* 課題内容
インドの音楽フェスを紹介する本文を、最後の文の後から書き進めること。

* 文書本文
■ ■ ■ ■
日本では音楽フェスのシーズンといえば夏だが、インドでは過ごしやすい気候の冬に多くの音楽フェスが開催されている。
インドはいまやアジアを代表するフェス大国で、アメリカ発祥の世界的ロックフェスLollapaloozaがアジアで初めて行われたり、世界で3番目の規模のEDMフェスティバルSunburnが開催されるなど、海外の大物アーティストが参加するものから、国内アーティスト中心のものまで、フェスの数は年々増える一方。
(これまでに紹介したインドの注目フェス情報は最後にまとめてリンクを貼っておきます)
今回は、本格的なシーズン到来を前に、2023年の秋に行われる面白いフェスを2つほど紹介させてもらいます。
まず紹介するのは、ノルウェーのハウス/EDMプロデューサー、Kygo(カイゴ)が主催するPalm Tree Music Festival.
去年Lollapaloozaの会場にもなったムンバイの競馬場Mahalakshmi Race Courseで、11月3日から5日にかけて開催される。
Palm Tree Music Festivalはこれまでヨーロッパやアメリカ、オーストラリアなどで開催されていて、アジアではバリ島で開催されたことがある。
南アジアでの開催は初めてで、ムンバイの1週間前には、エジプトのカイロでの開催も発表されている。
カイロ会場は500名限定の超VIP向けフェスとして開催されるようで、販売されるチケットはもっとも安い入場券でも1,111米ドル。
このチケットには、4つ星ホテルへの1泊と、ピラミッドやスフィンクス散策、ピラミッド周辺でのキャメルライド、ビールとワイン飲み放題などが含まれている。
もっとも高い個人向けチケットは7,777米ドルで、これには5つ星ホテルへの3泊、24時間の執事サービス、シャンパンボトル、出演アーティストとのウェルカムディナー、ピラミッド内の「王の間」ツアー(!)、空港への送迎などが含まれていて、さらに豪華な4名分34,998ドルのチケットもある。
おそらくカイロでのフェスは、このバリ会場のような雰囲気で行われるのだろう。
より大規模な会場で行われるムンバイでのフェスは、おそらくこのニューヨーク郊外のハンプトンズで行われたような形になるものと思われる。
■ ■ ■ ■
* 提供データ
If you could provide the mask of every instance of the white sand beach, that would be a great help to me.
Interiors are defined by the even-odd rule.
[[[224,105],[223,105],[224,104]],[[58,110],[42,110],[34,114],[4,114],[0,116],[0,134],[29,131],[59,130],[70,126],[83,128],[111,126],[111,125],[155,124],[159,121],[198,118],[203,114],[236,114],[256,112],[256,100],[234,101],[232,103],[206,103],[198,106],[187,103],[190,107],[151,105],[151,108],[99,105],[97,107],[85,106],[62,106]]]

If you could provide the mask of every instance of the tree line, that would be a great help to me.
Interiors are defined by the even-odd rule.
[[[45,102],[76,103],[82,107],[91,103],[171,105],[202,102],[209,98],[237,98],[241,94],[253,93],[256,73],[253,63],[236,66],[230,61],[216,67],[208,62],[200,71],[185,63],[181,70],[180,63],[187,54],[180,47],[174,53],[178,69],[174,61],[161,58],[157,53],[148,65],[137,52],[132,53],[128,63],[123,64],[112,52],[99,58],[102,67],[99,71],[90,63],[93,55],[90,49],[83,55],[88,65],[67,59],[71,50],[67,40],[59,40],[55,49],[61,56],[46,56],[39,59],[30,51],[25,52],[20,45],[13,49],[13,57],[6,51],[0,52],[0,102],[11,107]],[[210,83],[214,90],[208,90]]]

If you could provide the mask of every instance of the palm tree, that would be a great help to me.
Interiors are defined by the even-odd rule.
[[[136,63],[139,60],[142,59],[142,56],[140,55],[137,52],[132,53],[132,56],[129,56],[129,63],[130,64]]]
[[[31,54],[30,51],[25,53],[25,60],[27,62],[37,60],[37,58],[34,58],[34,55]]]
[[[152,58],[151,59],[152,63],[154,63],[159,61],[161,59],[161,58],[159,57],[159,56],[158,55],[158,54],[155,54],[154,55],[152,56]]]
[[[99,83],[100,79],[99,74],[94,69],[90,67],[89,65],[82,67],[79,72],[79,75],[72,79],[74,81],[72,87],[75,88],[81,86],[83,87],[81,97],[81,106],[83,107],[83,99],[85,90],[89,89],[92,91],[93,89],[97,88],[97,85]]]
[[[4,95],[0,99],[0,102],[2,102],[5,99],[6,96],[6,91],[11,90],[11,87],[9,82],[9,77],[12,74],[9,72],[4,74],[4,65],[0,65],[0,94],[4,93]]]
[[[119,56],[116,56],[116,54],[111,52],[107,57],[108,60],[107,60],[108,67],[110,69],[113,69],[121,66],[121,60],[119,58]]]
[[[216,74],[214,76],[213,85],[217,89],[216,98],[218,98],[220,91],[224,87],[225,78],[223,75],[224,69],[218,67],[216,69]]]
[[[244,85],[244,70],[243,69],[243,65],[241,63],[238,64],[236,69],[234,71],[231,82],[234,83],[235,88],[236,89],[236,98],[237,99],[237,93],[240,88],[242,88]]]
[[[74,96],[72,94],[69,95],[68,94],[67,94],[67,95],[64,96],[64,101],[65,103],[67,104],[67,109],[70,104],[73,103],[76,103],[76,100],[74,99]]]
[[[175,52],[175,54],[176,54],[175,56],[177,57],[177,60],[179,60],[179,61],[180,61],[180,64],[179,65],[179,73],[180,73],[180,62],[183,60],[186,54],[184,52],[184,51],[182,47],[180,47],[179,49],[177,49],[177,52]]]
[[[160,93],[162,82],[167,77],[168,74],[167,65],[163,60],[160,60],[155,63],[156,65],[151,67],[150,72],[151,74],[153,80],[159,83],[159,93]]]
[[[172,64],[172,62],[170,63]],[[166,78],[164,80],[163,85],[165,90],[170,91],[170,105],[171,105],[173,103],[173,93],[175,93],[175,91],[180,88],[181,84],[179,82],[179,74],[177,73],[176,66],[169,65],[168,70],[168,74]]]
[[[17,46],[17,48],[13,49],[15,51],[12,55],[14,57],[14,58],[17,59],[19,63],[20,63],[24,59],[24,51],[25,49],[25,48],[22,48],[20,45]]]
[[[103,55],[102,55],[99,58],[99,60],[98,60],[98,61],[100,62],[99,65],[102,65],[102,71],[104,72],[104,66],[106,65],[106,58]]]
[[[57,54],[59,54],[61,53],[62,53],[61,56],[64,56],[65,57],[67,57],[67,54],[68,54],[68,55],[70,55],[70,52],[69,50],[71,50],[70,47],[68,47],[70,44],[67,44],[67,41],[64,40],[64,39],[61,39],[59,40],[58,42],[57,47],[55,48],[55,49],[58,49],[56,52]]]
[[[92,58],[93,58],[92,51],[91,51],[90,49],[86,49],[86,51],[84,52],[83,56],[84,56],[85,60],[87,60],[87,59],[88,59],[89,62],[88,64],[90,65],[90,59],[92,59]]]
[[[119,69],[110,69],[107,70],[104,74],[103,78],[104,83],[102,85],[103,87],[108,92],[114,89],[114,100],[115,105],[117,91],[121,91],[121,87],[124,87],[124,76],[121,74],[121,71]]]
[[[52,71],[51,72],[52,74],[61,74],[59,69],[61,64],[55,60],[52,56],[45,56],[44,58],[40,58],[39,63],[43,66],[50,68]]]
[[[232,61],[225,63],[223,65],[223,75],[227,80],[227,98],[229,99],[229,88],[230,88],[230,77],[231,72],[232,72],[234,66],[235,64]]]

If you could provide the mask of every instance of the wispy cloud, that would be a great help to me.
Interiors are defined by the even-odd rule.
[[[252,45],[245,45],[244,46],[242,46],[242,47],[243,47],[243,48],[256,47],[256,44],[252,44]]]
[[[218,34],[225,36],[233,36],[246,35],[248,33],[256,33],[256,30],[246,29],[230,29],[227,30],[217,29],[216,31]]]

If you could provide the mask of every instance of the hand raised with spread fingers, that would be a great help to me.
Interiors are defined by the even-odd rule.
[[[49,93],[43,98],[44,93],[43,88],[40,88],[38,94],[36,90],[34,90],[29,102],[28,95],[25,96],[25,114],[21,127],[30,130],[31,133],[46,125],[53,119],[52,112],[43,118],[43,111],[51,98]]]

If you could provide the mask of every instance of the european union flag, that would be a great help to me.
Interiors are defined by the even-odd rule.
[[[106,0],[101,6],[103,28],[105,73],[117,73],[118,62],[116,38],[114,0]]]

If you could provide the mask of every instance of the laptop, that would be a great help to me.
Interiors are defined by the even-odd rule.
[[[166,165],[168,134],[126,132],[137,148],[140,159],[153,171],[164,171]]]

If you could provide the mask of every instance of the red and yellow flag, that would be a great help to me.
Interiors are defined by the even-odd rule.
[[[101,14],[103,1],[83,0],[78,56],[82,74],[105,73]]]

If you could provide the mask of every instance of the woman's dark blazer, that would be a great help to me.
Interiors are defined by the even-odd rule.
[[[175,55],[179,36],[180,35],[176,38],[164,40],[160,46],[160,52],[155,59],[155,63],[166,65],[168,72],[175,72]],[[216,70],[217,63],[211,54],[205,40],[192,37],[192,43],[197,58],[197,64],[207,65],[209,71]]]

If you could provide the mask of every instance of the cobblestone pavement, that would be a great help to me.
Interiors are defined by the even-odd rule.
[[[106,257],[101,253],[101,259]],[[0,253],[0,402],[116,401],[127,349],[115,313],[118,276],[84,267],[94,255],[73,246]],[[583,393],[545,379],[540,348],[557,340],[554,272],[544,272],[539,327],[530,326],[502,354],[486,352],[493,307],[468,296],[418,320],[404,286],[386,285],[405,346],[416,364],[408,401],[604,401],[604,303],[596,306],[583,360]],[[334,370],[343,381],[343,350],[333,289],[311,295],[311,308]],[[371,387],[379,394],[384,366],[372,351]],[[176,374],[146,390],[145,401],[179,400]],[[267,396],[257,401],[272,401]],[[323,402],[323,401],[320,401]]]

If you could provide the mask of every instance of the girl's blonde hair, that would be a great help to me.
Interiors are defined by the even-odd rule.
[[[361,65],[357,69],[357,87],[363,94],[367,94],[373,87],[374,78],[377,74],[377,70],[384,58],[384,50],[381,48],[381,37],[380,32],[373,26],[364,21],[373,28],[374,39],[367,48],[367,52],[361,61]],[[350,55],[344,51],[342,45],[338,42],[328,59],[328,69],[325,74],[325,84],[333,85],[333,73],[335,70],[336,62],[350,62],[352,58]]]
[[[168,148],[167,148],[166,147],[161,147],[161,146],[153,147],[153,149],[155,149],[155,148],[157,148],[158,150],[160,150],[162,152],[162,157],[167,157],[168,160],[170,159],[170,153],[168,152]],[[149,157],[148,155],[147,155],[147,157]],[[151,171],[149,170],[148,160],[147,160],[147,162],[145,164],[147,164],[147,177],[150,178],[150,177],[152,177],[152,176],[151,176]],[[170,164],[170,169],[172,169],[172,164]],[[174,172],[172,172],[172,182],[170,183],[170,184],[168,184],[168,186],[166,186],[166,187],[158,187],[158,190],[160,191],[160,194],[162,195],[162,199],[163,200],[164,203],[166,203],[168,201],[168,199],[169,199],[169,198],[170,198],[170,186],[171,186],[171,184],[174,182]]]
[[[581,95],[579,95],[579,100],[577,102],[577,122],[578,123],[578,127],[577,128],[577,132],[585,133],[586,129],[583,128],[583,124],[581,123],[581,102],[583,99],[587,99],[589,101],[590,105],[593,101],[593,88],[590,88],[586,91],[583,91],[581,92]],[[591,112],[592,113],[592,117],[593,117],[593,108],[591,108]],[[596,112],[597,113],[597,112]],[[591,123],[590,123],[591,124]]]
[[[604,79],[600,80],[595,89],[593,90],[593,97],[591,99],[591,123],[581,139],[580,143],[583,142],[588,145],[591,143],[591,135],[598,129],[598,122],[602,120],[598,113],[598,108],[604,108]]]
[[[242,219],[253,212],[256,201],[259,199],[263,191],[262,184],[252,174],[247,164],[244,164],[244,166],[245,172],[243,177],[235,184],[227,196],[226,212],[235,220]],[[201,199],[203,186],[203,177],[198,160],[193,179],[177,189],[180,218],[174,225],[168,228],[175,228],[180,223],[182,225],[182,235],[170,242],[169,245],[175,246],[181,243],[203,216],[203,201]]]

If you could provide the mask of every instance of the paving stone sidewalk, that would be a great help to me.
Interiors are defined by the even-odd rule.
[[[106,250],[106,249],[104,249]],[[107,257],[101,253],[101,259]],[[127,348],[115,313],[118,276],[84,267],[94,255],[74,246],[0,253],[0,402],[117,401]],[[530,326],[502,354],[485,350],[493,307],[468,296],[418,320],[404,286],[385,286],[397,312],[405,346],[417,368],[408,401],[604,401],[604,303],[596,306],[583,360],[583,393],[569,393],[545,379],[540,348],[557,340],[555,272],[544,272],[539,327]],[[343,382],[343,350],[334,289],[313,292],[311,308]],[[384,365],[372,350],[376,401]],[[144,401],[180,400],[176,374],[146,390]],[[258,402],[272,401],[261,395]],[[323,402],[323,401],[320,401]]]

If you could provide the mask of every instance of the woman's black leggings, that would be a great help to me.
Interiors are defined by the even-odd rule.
■ ■ ■ ■
* 課題の解答
インドでもEDM系のフェスティバルは非常にさかんで、例えばラージャスターン州の宮殿で行われるMagnetic Fields Festivalは、カイロのPalm Tree同様にかなりセレブっぽい路線で行われている。
てっきりムンバイのPalm Treeも同じようなスタイルで行われるものだと思っていたら、チケット代は1,500ルピー(2,660円)からとのことで、結構リーズナブルな価格に抑えられているようだ。
(ただし、2万ルピーの高級チケットもある)
出演者には、KygoのほかKungs(フランス)、Sam Feldt(オランダ)、Kidnap(イギリス)、Edward Maya(ルーマニア)、Forester(アメリカ)らの欧米のEDM系DJのみ。
インドで開催されるのにインド人アーティストが一人もいないのがちょっと感じ悪い気もするが(他の国内のEDM系フェスには、少なからずインド人のDJも出演している)、インドではかつての日本のように、「洋楽のほうが進んでいてカッコイイ」という価値観がまだ根強いので、要はそういうオーディエンスを対象にしたフェスということなのだろう。
(あるいは、オーガナイザーのKygoが、単にインドのDJ/プロデューサーを知らなかったのかもしれない)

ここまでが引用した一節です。